## Texto:
---

Folha Seus críticos sempre citam esse “erotismo light” na obra.

José Sarney – Descartes foi o grande filósofo que estabeleceu essa separação da alma e do corpo, embora eu seja católico e acredite que nunca podemos separar os dois. O próprio São Paulo disse: se não tivesse amor, de nada valia a vida.

Folha Desde “A Duquesa Vale uma Missa”, de 2007, o senhor não escreve ficção. Algo à vista?

José Sarney – Comecei “O Solar dos Tarquínios”, história de um sobradão construído junto com essa família que passa a viver muito e não morrer. Queriam, mas não morriam. Era a grande angústia deles.

Folha Tem livro seu até em romeno.

José Sarney – Fui traduzido em 13 línguas e tenho a grande satisfação de ser um dos poucos autores incluídos na Folio [coleção da editora francesa Gallimard, uma das mais importantes na Europa]. Inclusive tive críticas do Lévi-Strauss –tive a felicidade de ter sua amizade.

---

## Registros fornecidos:

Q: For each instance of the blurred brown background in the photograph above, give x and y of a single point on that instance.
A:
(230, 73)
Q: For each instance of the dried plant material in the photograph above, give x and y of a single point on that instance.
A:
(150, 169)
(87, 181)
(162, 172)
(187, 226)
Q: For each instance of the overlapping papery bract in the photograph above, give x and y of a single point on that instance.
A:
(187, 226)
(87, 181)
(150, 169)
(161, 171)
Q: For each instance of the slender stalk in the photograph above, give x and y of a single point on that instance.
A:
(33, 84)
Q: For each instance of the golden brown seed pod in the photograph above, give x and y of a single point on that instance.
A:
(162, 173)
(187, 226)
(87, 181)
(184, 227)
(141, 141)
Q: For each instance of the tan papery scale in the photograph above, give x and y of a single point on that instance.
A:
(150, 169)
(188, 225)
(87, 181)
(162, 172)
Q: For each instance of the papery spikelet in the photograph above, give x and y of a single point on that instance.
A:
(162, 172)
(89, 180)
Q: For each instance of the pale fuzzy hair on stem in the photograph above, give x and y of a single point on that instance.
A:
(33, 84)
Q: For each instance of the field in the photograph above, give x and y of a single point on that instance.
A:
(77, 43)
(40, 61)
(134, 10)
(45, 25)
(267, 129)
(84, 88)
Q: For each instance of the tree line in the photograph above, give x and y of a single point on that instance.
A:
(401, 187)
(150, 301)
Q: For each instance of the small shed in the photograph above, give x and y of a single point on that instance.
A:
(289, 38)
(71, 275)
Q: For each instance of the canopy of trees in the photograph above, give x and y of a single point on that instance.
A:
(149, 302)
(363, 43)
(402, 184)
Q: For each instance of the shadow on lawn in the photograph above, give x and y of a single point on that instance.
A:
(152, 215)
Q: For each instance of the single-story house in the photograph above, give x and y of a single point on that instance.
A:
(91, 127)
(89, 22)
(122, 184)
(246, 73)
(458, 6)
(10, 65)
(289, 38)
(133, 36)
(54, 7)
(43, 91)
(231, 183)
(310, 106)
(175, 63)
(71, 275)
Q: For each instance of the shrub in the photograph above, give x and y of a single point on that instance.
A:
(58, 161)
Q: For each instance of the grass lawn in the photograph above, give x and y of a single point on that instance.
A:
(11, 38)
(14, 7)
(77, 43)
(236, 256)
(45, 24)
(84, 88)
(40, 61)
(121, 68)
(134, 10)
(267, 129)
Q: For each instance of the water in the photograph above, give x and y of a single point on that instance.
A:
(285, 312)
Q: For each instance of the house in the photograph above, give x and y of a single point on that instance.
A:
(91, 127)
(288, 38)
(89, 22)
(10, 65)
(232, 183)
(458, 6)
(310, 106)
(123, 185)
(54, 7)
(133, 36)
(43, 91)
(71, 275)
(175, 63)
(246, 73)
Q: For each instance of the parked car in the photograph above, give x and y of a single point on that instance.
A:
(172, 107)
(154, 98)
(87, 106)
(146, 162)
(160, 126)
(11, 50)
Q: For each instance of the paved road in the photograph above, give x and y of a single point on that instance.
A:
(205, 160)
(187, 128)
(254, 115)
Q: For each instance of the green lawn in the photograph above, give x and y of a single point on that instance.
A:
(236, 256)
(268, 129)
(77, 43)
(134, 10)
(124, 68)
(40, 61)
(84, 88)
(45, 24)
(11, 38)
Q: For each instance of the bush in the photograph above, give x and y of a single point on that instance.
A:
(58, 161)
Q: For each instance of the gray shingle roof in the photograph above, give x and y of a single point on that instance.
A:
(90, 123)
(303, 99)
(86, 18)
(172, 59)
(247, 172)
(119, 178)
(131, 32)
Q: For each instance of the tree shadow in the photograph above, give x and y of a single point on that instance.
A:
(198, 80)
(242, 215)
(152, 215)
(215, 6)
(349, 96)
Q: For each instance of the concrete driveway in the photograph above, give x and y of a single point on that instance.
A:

---

## Enunciado A:
Resuma em duas frases a entrevista com José Sarney.
## Enunciado B:
Transcreva da entrevista com José Sarney o trecho que começa nas palavras “José Sarney – Descartes” e termina logo após “grande angústia deles.”.
## Enunciado C:
Prossiga a entrevista com José Sarney a partir da última frase apresentada.

## Resposta A:
José Sarney afirma que, sem escrever ficção desde “A Duquesa Vale uma Missa”, de 2007, começou “O Solar dos Tarquínios”, a história de uma família que passa a viver muito e não consegue morrer. Ele diz ainda que foi traduzido em 13 línguas, que é um dos poucos autores incluídos na coleção Folio, da Gallimard, e que recebeu críticas de Lévi-Strauss, de quem teve a amizade.

## Resposta B:
José Sarney – Descartes foi o grande filósofo que estabeleceu essa separação da alma e do corpo, embora eu seja católico e acredite que nunca podemos separar os dois. O próprio São Paulo disse: se não tivesse amor, de nada valia a vida.

Folha Desde “A Duquesa Vale uma Missa”, de 2007, o senhor não escreve ficção. Algo à vista?

José Sarney – Comecei “O Solar dos Tarquínios”, história de um sobradão construído junto com essa família que passa a viver muito e não morrer. Queriam, mas não morriam. Era a grande angústia deles.

## Resposta C:
Folha Já no Brasil seus livros receberam críticas bem duras.

José Sarney – É aquela história: não leram e não gostaram. Não conheço um grande crítico brasileiro que tenha feito críticas contrárias aos meus livros. Apenas deixei de cultivar a divulgação no Brasil porque havia má vontade. Não viam o escritor, viam o político.

Folha O Millôr Fernandes escreveu que, quando se larga um livro seu, não se consegue mais pegar. Era seu melhor inimigo?

José Sarney – Ele não era crítico literário, ele era humorista.

Folha O senhor acompanha algo da nova literatura brasileira?

José Sarney – Confesso que estou na fase da releitura. Acho que passamos por um período de declínio. Há mais de 30 anos não nasce um grande romancista, poeta, pintor, músico.

Folha E o senhor, onde está?

José Sarney – Acho que quando o tempo afastar o político um pouco, a figura do trabalhador das letras vai aparecer.

Folha O que acha de biografias não autorizadas? Tem a de Palmério Dória sobre os Sarney (“Honoráveis Bandidos”).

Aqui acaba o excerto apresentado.